● **Рабочие задания**
#1 Перепишите часть текста для чтения, всё от «15) Ада Колганова.» вплоть до «друг Форштетера Маковский.», изменив в ней «ООН» на «Организации Объединённых Наций».
#2 Допишите продолжение текста для чтения, начав сразу после его последнего предложения.

● **Текст для чтения**
★ ★ ★
15) Ада Колганова. «Два поэта русской эмиграции: известный и неизвестный». Известный поэт – С. К. Маковский, неизвестный – Михаил Адольфович Форштетер, язвительный эмигрант первой волны, зарабатывавший на жизнь переводами (в ООН, в люксембургском концерне «Сталь и уголь»), чуждавшийся крикливых заверений в любви к России и втайне сочинявший стихи, в которых продолжал традиции И. Анненского и акмеистов. Их-то после его смерти, в 1960 году, и издал друг Форштетера Маковский.
16) Ольга Майорова. «Диалог мнимых врагов (Лесков и Леонтьев)»[90]. Анализ несостоявшегося диалога: Лесков выступил против брошюры Леонтьева «Наши новые христиане», а Леонтьев, хотя критику Лескова безусловно читал, на нее не ответил, так что замечания Лескова (например, о надуманности леонтьевского воцерковления) остались неопровергнутыми. Дело, однако, в том, что отношения двух авторов были намного сложнее: Лесков спорил в первую очередь не с Леонтьевым, а – через его голову – с Победоносцевым (употребив дважды в своем тексте слово «победоносный», Лесков намекал, что статьи Леонтьева инспирированы Победоносцевым). С другой стороны, Леонтьеву очень нравился Лесков, но не «либерального» периода (80‐х годов), а Лесков 70‐х годов – нравился настолько, что он уже после бранных статей Лескова похвалил повесть «Запечатленный ангел», иначе говоря, почувствовал глубинное родство с Лесковым, чей либерализм расценивал как наносный, если не конъюнктурный. Вдобавок имелись у двух авторов и сходные особенности бытового поведения: оба демонстрировали склонность к жизнетворчеству (что во второй половине XIX века было редкостью).
17) Галина Зыкова. «Пушкин и Шевырев»[91]. Эволюция отношения Шевырева к Пушкину: в 1841 году Шевырев восхищается «чудным сочувствием», которое Пушкин имел «со всеми гениями поэзии всемирной», а между тем еще в 1831 году он в дневнике отзывается о Пушкине как о пигмее перед Байроном и, мечтая о «каталоге» различных литературных «покраж», который хорошо было бы назвать «Шпион на Парнасе», фиксирует различные заимствования из Державина в творчестве Пушкина. Впрочем, это не помешало ему еще через несколько месяцев сделать в том же дневнике вывод, что предназначение русского народа – не изобретать, но все доканчивать на сцене Европы и, следовательно, «цитатность» – не порок. Цитатно и творчество самого Шевырева; на этом основании докладчица атрибутировала Шевыреву стихотворение «Ворон», анонимно опубликованное в 1830 году в «Галатее» и являющееся парафразой пушкинского «Ворон к ворону летит…» (гипотеза, энергично оспоренная в кулуарах Сергеем Пановым).
★ ★ ★
● **Набор строк**
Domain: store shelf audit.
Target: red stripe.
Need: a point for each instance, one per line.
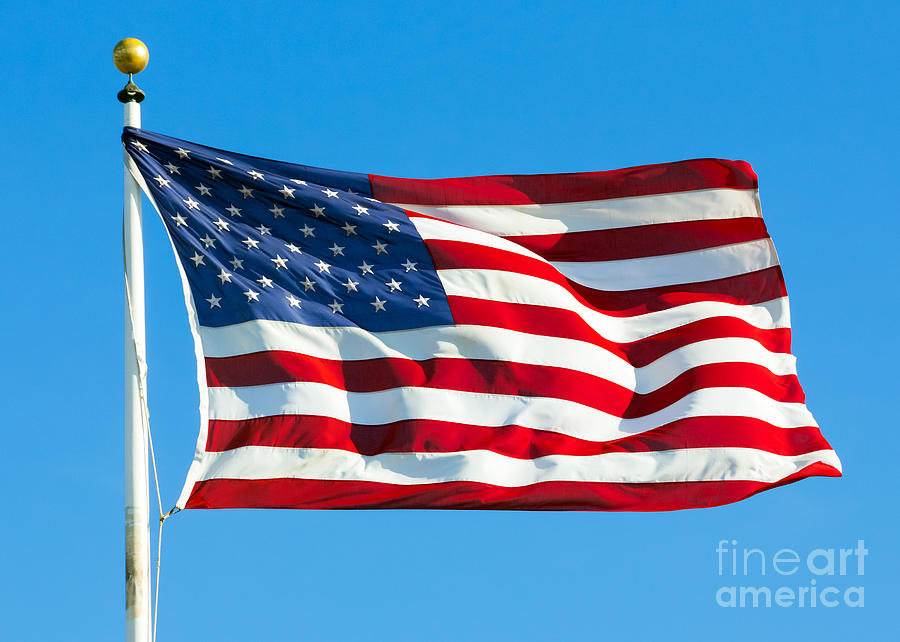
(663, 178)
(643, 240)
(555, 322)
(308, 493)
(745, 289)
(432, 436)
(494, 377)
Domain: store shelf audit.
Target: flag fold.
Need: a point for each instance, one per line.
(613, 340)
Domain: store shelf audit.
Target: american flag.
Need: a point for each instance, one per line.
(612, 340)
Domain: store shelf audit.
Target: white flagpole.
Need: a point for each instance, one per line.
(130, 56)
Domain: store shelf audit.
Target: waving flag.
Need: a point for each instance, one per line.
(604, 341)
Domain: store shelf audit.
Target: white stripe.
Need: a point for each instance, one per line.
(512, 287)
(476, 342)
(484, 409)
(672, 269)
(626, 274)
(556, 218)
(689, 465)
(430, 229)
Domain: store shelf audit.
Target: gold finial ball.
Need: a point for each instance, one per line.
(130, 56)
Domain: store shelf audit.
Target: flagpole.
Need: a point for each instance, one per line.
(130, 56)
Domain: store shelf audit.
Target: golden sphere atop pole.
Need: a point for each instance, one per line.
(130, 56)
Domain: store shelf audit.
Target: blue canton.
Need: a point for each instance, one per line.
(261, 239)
★ ★ ★
● **Ответы по заданиям**
#1
15) Ада Колганова. «Два поэта русской эмиграции: известный и неизвестный». Известный поэт – С. К. Маковский, неизвестный – Михаил Адольфович Форштетер, язвительный эмигрант первой волны, зарабатывавший на жизнь переводами (в Организации Объединённых Наций, в люксембургском концерне «Сталь и уголь»), чуждавшийся крикливых заверений в любви к России и втайне сочинявший стихи, в которых продолжал традиции И. Анненского и акмеистов. Их-то после его смерти, в 1960 году, и издал друг Форштетера Маковский.

#2
18) Лев Мазель. «Война и мир в Московской консерватории в 1937–1941 годах». Блестящий (на уровне лучших образцов устной прозы Ираклия Андроникова) рассказ очевидца о том, как в феврале 1941 года, чтобы «обеспечить максимум правительственного внимания» (то есть получить внеочередные ордена и медали), администрация консерватории задумала вызвать другие вузы на соревнование по сокращению числа кафедр. В консерватории кафедр было много, и отличались они не профилем, а художественными руководителями, кои все были тонкими индивидуальностями и сливаться по этой причине, а также по здравом размышлении не хотели. Некоторые эпизоды особенно колоритны: например, Г. Нейгауза, бывшего директором консерватории в 1935–1937 годах, снимают под тем предлогом, что кузен его, носящий ту же фамилию, руководит немецкой радиосетью. Нейгауз возражает: пусть лучше снимут кузена. Нейгаузу разъясняют: если бы кузен носил фамилию Иванов, снимали бы его немцы, но поскольку у обоих двоюродных братьев фамилия Нейгауз, первыми должны реагировать все-таки не немцы. Или еще: Нейгауз говорит о своем коллеге Гольденвейзере: «Я понимаю, он толстовец и не противится злу, но почему же он так противится добру?»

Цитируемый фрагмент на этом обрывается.